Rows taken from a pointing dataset
────────────────────────────────────────

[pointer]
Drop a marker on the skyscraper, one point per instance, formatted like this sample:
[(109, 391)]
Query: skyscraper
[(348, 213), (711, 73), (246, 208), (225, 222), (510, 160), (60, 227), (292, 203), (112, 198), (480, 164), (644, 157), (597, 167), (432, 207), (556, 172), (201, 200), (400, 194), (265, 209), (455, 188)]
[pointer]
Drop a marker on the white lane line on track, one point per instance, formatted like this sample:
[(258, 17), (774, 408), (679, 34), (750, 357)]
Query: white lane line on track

────────────────────────────────────────

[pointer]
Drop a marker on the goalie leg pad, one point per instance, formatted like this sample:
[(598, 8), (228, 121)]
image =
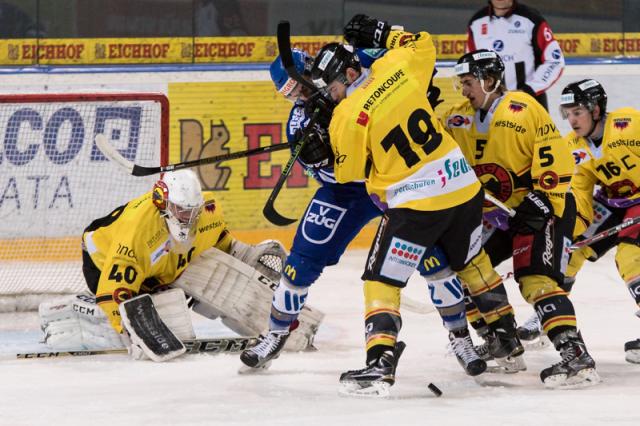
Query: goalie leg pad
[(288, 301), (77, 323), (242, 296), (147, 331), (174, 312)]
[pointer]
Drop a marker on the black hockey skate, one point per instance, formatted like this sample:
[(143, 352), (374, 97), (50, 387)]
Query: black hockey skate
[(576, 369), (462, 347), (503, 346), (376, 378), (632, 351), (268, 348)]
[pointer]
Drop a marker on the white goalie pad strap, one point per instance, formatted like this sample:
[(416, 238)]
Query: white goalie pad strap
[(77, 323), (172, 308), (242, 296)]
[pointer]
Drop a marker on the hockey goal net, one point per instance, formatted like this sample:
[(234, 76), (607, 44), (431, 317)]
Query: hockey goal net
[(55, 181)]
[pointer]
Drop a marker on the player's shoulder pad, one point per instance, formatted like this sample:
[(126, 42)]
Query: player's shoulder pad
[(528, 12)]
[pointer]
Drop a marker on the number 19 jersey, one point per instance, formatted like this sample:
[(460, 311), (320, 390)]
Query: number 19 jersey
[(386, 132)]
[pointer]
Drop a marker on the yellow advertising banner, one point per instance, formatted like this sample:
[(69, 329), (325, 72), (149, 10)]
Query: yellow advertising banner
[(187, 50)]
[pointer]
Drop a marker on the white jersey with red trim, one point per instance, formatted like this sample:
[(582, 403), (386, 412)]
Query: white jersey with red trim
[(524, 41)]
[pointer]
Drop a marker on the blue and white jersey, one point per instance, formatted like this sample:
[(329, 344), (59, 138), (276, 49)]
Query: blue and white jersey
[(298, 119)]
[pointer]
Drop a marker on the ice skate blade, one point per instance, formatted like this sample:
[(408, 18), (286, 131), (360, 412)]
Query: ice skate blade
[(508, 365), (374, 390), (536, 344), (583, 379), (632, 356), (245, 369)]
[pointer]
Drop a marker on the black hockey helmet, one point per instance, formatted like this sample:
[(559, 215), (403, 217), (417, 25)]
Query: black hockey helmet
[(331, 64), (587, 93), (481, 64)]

────────────────────────────────────────

=== WHAT THE TASK ASKS ===
Extract each line of the records that contains the word "lane", treating uppercase and lowercase letters as different.

=== TASK OUTPUT ===
Drop a marker on the white lane line on track, one point per instance, formatted like this sample:
Query: white lane line on track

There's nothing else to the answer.